» Selected extract
And to pre-empt a “counter-argument” that all filenames on the web are supposed to be all lowercase, I present
Exhibit A:


and Exhibit B:


In summary,

As a customer of Netlify,
I expect the production download of my website to be an exact copy of what was deployed to production,
so that I can locally run an older version for debugging purposes.

Let me know if you have any additional questions.


Some additional info for you after an Internet search

If it is expected behaviour then it is not a bug—it was specifically designed to do the thing it does.

No one said that. I for one appreciate that not all paths/filenames are lowercase and support that.

Can you point me to the section of Netlify’s documentation where it states this because I can’t find it? The only mention of normalization I can find is in the redirects documentation under Trailing slash (literally removing the trailing slash) which doesn’t apply in this instance.

Not documented, but referenced in other threads like this: How to disable "Uppercase URLs are redirected to Lowercase URLs" feature? - #4 by hrishikesh. I personally don’t see a reason for this to be documented as like I mentioned, this is a CDN-internal thing. For the users, this is transparent. If you feel otherwise, let me know.

» Given material
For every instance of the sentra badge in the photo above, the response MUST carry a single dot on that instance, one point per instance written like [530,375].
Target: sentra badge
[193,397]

» Task goal
Copy out everything in the Netlify forum post from "If it is expected" down to "and support that.".

» Exercise solution
If it is expected behaviour then it is not a bug—it was specifically designed to do the thing it does.

No one said that. I for one appreciate that not all paths/filenames are lowercase and support that.